**EXERCISE DETAILS**
Rewrite all the data below as a numbered list, skipping any blank lines. Leave the pictures out of your answer.

Labeled point data
• • • • •
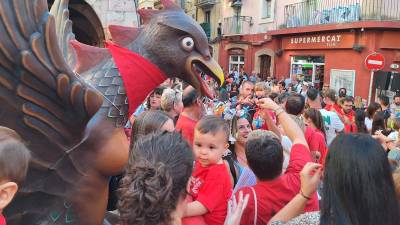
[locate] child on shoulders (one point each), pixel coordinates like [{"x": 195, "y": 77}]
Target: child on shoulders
[{"x": 210, "y": 185}]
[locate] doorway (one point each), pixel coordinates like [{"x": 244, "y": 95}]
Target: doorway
[
  {"x": 265, "y": 66},
  {"x": 309, "y": 69}
]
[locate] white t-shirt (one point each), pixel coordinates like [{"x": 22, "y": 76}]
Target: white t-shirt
[
  {"x": 332, "y": 124},
  {"x": 287, "y": 146},
  {"x": 368, "y": 123}
]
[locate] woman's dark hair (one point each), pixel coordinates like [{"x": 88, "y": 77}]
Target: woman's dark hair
[
  {"x": 372, "y": 108},
  {"x": 342, "y": 92},
  {"x": 295, "y": 104},
  {"x": 281, "y": 98},
  {"x": 154, "y": 182},
  {"x": 316, "y": 117},
  {"x": 233, "y": 157},
  {"x": 265, "y": 157},
  {"x": 378, "y": 123},
  {"x": 273, "y": 96},
  {"x": 358, "y": 185},
  {"x": 360, "y": 121},
  {"x": 147, "y": 122}
]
• • • • •
**EXPECTED ANSWER**
1. [locate] child on shoulders (one point each), pixel coordinates like [{"x": 195, "y": 77}]
2. Target: child on shoulders
3. [{"x": 210, "y": 185}]
4. [locate] doorway (one point each), pixel coordinates like [{"x": 244, "y": 95}]
5. Target: doorway
6. [
7.   {"x": 265, "y": 66},
8.   {"x": 309, "y": 69}
9. ]
10. [locate] white t-shirt (one point each), pixel coordinates like [{"x": 22, "y": 76}]
11. Target: white t-shirt
12. [
13.   {"x": 332, "y": 124},
14.   {"x": 287, "y": 146},
15.   {"x": 368, "y": 123}
16. ]
17. [locate] woman's dark hair (one point each), pixel coordinates like [{"x": 88, "y": 77}]
18. Target: woman's dark hair
19. [
20.   {"x": 372, "y": 108},
21.   {"x": 342, "y": 92},
22.   {"x": 295, "y": 104},
23.   {"x": 281, "y": 98},
24.   {"x": 154, "y": 182},
25.   {"x": 316, "y": 117},
26.   {"x": 233, "y": 157},
27.   {"x": 265, "y": 157},
28.   {"x": 378, "y": 123},
29.   {"x": 273, "y": 96},
30.   {"x": 358, "y": 185},
31.   {"x": 360, "y": 121},
32.   {"x": 147, "y": 122}
33. ]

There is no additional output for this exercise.